• SHORT PROBLEM: Write out every line below character for character, changing nothing.

[Records for outline labeling]
-- Begin --
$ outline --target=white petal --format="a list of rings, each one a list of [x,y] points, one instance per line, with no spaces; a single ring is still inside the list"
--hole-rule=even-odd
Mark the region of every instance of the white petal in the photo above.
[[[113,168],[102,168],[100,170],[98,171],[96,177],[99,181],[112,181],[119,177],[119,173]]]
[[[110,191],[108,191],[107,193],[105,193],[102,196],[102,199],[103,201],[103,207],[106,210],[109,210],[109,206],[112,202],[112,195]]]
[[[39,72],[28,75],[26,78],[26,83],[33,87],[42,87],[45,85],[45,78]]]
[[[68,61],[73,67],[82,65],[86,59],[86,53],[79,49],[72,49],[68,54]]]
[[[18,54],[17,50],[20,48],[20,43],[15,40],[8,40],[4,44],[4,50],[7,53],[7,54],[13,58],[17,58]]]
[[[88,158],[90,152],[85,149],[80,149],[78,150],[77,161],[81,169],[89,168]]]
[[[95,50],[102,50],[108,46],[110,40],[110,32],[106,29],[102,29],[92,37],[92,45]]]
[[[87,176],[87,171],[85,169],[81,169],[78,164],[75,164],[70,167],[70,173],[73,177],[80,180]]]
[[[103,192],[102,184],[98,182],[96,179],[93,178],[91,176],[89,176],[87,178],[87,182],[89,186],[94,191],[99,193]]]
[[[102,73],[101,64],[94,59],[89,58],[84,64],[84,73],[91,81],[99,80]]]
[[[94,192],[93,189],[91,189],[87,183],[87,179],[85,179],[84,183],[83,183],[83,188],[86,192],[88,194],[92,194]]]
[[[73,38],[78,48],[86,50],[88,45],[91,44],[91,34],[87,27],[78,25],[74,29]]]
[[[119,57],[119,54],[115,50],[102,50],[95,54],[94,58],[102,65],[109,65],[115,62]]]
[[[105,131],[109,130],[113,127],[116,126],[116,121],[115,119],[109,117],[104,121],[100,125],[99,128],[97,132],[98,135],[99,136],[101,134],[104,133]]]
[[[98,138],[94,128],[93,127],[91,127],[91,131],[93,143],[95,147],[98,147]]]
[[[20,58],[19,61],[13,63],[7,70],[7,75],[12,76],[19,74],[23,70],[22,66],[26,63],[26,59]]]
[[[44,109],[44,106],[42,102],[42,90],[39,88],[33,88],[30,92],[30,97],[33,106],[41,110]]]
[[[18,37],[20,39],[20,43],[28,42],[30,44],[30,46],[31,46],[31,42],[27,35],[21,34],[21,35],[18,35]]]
-- End --
• ANSWER TO THE EXERCISE:
$ outline --target=white petal --format="a list of rings, each one a list of [x,y] points, one instance per line, with no spaces; a single ring is still inside the list"
--hole-rule=even-odd
Mark the region of every instance of the white petal in the photo above.
[[[113,168],[102,168],[100,170],[98,171],[96,177],[99,181],[112,181],[119,177],[119,173]]]
[[[110,191],[108,191],[107,193],[105,193],[102,196],[102,199],[103,201],[103,207],[106,210],[109,210],[109,206],[112,202],[112,195]]]
[[[39,72],[28,75],[26,78],[26,83],[33,87],[42,87],[45,85],[45,78]]]
[[[68,61],[73,67],[82,65],[86,59],[86,53],[79,49],[72,49],[68,54]]]
[[[18,54],[17,50],[20,48],[20,43],[15,40],[8,40],[4,44],[4,50],[7,53],[7,54],[13,58],[17,58]]]
[[[88,158],[90,152],[85,149],[80,149],[78,150],[77,161],[81,169],[89,168]]]
[[[95,50],[102,50],[108,46],[110,40],[110,32],[106,29],[102,29],[92,37],[92,45]]]
[[[87,176],[87,171],[85,169],[81,169],[78,164],[75,164],[70,167],[70,173],[73,177],[80,180]]]
[[[103,192],[102,184],[98,182],[96,179],[93,178],[91,176],[89,176],[87,178],[87,182],[89,186],[94,191],[99,193]]]
[[[102,73],[101,64],[94,59],[89,58],[84,64],[84,73],[91,81],[99,80]]]
[[[94,192],[93,189],[91,189],[87,183],[87,179],[85,179],[84,183],[83,183],[83,188],[86,192],[88,194],[92,194]]]
[[[73,38],[78,48],[86,50],[88,45],[91,44],[91,34],[87,27],[78,25],[74,29]]]
[[[119,57],[119,54],[115,50],[102,50],[95,54],[94,58],[102,65],[109,65],[115,62]]]
[[[105,131],[109,130],[113,127],[116,126],[116,121],[115,119],[109,117],[104,121],[100,125],[99,128],[97,132],[98,135],[99,136],[101,134],[104,133]]]
[[[98,138],[94,128],[93,127],[91,127],[91,131],[93,143],[95,147],[98,147]]]
[[[20,58],[19,61],[13,63],[7,70],[7,75],[12,76],[19,74],[23,70],[22,66],[26,63],[26,59]]]
[[[44,109],[44,106],[42,102],[42,90],[39,88],[33,88],[30,92],[30,97],[33,106],[41,110]]]
[[[18,37],[20,39],[20,43],[28,42],[30,44],[30,46],[31,46],[31,42],[27,35],[21,34],[21,35],[18,35]]]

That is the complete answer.